_TO DO_: Turn the rows from the line containing "Task: point out the door panel" up to and including the line containing "point(324, 297)" into a two-column CSV with the headers text and points. Give one CSV line per row, with each field in quotes and any line breaks replaced by spaces.

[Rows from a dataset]
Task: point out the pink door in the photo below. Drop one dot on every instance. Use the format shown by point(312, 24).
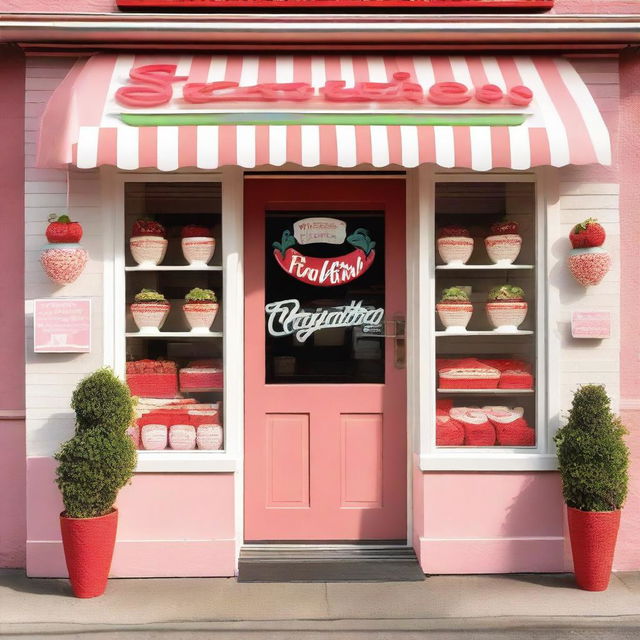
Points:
point(325, 389)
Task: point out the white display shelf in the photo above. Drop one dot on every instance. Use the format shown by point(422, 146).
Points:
point(174, 334)
point(466, 334)
point(495, 392)
point(162, 267)
point(483, 267)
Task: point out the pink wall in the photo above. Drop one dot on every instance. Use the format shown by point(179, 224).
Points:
point(12, 438)
point(491, 522)
point(106, 6)
point(628, 556)
point(169, 524)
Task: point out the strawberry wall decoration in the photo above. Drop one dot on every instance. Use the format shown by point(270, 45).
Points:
point(589, 262)
point(63, 259)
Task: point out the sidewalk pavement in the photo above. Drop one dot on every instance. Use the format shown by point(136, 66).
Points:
point(486, 605)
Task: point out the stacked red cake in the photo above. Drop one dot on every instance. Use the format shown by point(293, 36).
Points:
point(201, 374)
point(152, 378)
point(484, 373)
point(467, 373)
point(175, 424)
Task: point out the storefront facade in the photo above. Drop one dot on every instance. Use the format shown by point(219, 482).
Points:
point(326, 267)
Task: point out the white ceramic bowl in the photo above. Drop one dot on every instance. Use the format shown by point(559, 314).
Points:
point(503, 249)
point(149, 316)
point(506, 316)
point(148, 250)
point(454, 317)
point(198, 251)
point(200, 315)
point(455, 249)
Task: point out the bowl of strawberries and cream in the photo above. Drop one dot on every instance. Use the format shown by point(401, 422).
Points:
point(504, 244)
point(148, 242)
point(198, 245)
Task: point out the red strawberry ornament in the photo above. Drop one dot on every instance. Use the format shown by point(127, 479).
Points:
point(62, 229)
point(195, 231)
point(144, 227)
point(504, 228)
point(589, 233)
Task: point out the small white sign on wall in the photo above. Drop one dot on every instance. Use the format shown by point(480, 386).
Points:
point(62, 325)
point(591, 324)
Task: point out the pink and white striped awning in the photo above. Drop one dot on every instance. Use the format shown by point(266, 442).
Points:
point(385, 112)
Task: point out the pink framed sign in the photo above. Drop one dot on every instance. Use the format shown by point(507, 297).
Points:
point(591, 324)
point(62, 325)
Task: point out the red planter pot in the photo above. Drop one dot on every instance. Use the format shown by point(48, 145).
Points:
point(88, 549)
point(593, 541)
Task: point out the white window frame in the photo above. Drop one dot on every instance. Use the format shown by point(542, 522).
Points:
point(114, 312)
point(422, 326)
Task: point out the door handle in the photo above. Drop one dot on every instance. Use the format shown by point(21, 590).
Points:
point(396, 329)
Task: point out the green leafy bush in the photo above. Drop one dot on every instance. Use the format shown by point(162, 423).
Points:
point(593, 457)
point(100, 458)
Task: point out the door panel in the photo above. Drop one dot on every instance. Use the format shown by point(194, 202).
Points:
point(325, 413)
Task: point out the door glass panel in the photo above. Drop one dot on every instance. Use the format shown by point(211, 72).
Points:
point(324, 297)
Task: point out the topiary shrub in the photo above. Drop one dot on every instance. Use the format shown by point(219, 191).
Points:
point(100, 458)
point(592, 455)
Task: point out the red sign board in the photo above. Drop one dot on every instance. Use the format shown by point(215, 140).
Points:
point(196, 5)
point(591, 324)
point(62, 325)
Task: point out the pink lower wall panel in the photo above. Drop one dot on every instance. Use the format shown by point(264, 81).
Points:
point(490, 522)
point(170, 524)
point(106, 6)
point(12, 495)
point(12, 435)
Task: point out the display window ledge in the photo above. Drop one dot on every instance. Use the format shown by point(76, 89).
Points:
point(488, 461)
point(185, 462)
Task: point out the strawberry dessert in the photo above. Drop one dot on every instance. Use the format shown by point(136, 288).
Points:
point(62, 229)
point(63, 259)
point(148, 242)
point(455, 244)
point(198, 244)
point(589, 262)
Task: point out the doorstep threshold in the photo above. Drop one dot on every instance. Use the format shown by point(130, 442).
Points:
point(328, 563)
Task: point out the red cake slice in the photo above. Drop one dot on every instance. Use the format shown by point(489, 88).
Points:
point(449, 432)
point(468, 373)
point(478, 430)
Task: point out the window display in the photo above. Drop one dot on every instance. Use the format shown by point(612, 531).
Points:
point(486, 351)
point(174, 336)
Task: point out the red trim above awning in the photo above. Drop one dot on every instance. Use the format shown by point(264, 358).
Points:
point(84, 121)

_PROBLEM SOLUTION_:
text,points
"Task: point out the door panel in the photo above. Drop one dot on every instance. Use the format shown by point(194, 202). Points:","point(325, 413)"
"Task: point out the door glass panel in the photo above. Drop one dot on every instance. Use the format shown by point(211, 72). Points:","point(324, 297)"